(Items from a data source)
-- BEGIN --
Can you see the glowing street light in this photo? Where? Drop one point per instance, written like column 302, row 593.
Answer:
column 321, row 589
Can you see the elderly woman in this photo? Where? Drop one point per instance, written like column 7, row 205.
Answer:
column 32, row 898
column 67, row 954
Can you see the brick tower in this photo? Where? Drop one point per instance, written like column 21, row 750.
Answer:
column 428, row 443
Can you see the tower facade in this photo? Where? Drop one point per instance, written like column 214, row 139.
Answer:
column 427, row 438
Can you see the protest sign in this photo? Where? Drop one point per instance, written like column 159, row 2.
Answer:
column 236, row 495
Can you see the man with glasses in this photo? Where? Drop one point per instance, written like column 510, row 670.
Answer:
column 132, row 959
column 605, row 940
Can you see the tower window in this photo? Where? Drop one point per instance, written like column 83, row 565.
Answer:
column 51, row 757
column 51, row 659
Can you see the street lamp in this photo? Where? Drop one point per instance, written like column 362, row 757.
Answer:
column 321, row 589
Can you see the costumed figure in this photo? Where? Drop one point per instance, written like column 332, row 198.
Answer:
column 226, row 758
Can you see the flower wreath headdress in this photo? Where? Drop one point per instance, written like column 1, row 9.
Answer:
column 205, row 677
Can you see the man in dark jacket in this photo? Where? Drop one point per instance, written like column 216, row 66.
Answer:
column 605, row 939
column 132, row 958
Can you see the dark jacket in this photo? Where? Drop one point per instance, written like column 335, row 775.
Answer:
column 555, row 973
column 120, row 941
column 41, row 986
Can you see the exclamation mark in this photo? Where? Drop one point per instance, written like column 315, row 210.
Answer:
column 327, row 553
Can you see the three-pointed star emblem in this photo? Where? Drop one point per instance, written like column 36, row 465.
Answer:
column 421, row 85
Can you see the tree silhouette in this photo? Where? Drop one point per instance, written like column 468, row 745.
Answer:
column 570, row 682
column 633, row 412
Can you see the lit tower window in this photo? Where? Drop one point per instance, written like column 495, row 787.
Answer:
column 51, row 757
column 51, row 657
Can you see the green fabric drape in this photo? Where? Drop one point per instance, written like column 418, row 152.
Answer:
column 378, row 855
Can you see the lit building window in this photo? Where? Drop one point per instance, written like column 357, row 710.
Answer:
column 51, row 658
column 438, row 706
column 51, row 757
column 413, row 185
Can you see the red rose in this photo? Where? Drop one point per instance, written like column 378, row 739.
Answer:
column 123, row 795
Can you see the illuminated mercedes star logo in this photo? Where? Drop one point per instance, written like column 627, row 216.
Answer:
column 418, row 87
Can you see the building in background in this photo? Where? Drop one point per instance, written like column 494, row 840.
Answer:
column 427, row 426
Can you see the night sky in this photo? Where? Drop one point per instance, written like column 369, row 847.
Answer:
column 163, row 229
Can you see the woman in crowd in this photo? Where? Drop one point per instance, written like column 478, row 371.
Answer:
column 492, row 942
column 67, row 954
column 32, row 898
-- END --
### Stated exercise
Update the lines above so that "Drop" becomes "Place" wherever it occurs, and keep everything else the same.

### Worked solution
Can you see the glowing street light in this photo? Where? Place one point per instance, written like column 302, row 593.
Answer:
column 321, row 589
Can you see the elderly woman in this photo? Where? Place one point per instance, written like column 7, row 205.
Answer:
column 32, row 898
column 67, row 954
Can you see the brick tower in this photo? Where? Place one point per instance, written like column 21, row 750.
Answer:
column 428, row 443
Can you see the tower facade in this photo? Where? Place one point per instance, written like column 214, row 139.
Answer:
column 427, row 438
Can you see the protest sign in this photo? Where? Place one point per instance, written like column 159, row 2.
Answer:
column 236, row 495
Can you see the man with glasses in this photo? Where? Place one point per instance, written like column 510, row 670.
Answer:
column 132, row 959
column 605, row 940
Can you see the tower window in this photo? Where? Place one point per instance, written like column 83, row 565.
Answer:
column 51, row 757
column 51, row 659
Can you see the street lamp in this photo? Where? Place one point per instance, written like column 362, row 757.
Answer:
column 321, row 589
Can you see the costumed figure in this photo? Where? Place one point per instance, written like column 332, row 198.
Answer:
column 226, row 758
Can you see the flower wreath headdress in this photo? Where? Place one point per instance, written like column 1, row 9.
Answer:
column 205, row 677
Can you see the man in dark jacket in this photo? Where? Place one point per instance, written like column 216, row 66.
Answer:
column 605, row 939
column 132, row 958
Can you see the dark jacket in this photo? Where? Place one point per instance, written like column 335, row 775.
Answer:
column 555, row 973
column 120, row 941
column 41, row 986
Can you see the exclamation mark in this photo? Where? Place one point per instance, written like column 315, row 210.
Answer:
column 327, row 553
Can you see the three-pointed star emblem in this photo? Where? Place one point per instance, written like column 36, row 465.
Answer:
column 421, row 85
Can you see the tree silhouette in this photo? Where? Place one point per instance, written like column 468, row 745.
Answer:
column 570, row 682
column 633, row 412
Can you see the lit tower window in this photo? Where? Place one point per instance, written like column 495, row 787.
Answer:
column 51, row 757
column 51, row 657
Can you see the green fabric drape in this photo? Where? Place one point per instance, written like column 418, row 152.
Answer:
column 378, row 855
Can you see the lit building window in this photo? Where? Place one point per instance, written like column 357, row 710.
Answer:
column 51, row 658
column 438, row 706
column 51, row 757
column 413, row 185
Can you see the red rose in this photo? Where? Place one point per instance, written like column 378, row 739.
Answer:
column 123, row 795
Can you see the illuminated mercedes star logo in this photo? Where? Place one point per instance, written like column 627, row 216.
Answer:
column 418, row 87
Can you see the building in background in this photo? Where? Place one point per instance, written like column 494, row 840.
Answer:
column 427, row 426
Can you see the night sky in this photo? Where? Place one point per instance, written like column 369, row 847.
Answer:
column 163, row 229
Can you see the woman in crowd in this photo? Where? Place one point per instance, written like column 478, row 371.
Answer:
column 492, row 942
column 67, row 954
column 32, row 898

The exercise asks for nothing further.